WHAT NEEDS TO BE DONE: Reproduce the lines below verbatim, omitting the pictures from your output.

---- PROVIDED DATA

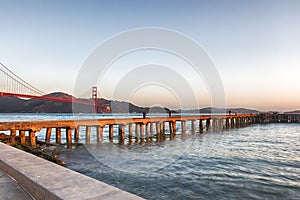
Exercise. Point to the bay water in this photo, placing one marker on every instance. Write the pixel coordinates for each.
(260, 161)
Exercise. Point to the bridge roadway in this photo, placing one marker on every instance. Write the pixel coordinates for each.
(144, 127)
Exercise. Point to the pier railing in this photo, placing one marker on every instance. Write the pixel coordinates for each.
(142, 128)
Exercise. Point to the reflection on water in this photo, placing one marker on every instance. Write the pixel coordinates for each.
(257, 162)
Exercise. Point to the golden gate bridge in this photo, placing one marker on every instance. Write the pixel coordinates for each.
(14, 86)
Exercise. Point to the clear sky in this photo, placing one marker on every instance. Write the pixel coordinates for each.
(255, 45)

--------

SOLUTION FOR THIS PROBLEM:
Exercise. Point to the bay water in this photo, placing one marker on every instance. Write the pixel coordinates for each.
(260, 161)
Exercise. Point to the bridge roadway in this photo, placing one marker on every instance. Write the pixel coordinates for each.
(144, 127)
Exercise. Point to the pier railing in this photo, placing one marker on every instance. Write the pixel coordinates for each.
(142, 128)
Exercise. Point to the reflection on water in this photo, placing one marker on every instance. Write the pixel coordinates for each.
(257, 162)
Exercise. Point to the golden gate bridge in this photo, placing one marker on every instance. Write the pixel coordinates for each.
(14, 86)
Exercise. Point to the clear sky in this photo, placing one marker on every instance. Write the pixel coordinates for each.
(255, 45)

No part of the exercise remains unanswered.